**DATI:**
——

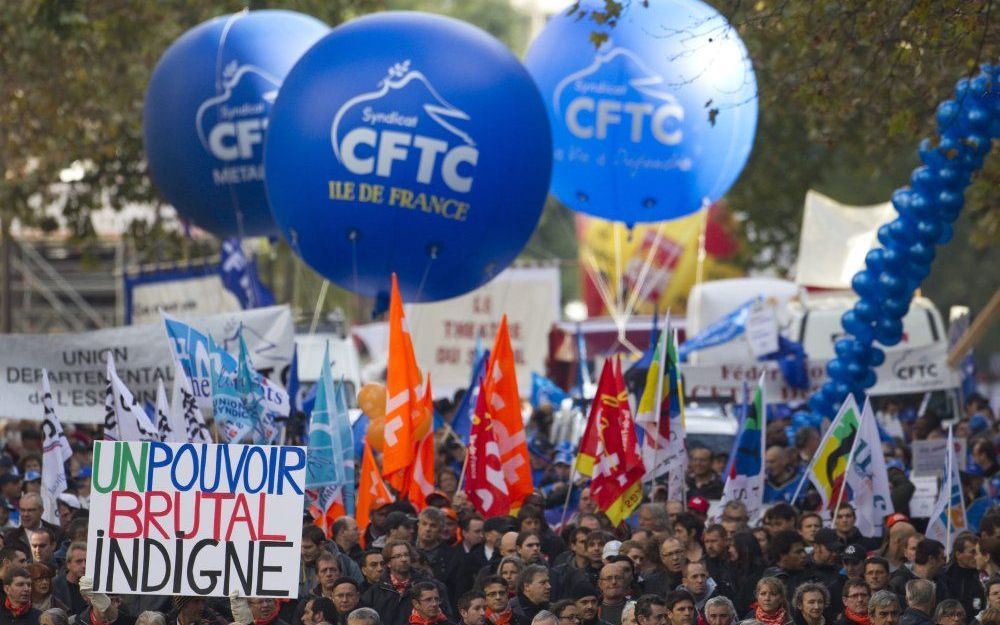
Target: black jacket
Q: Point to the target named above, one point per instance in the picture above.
(964, 585)
(913, 616)
(28, 618)
(395, 608)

——

**CONSEGNA:** Aggiorna tutto il materiale riscrivendolo con "dark coat" al posto di "black jacket" e lasciando invariato il resto. Ometti le immagini dalla risposta.

**SOLUZIONE:**
Target: dark coat
Q: Point to the target named above, one point per instance in the picture above.
(964, 585)
(913, 616)
(28, 618)
(395, 608)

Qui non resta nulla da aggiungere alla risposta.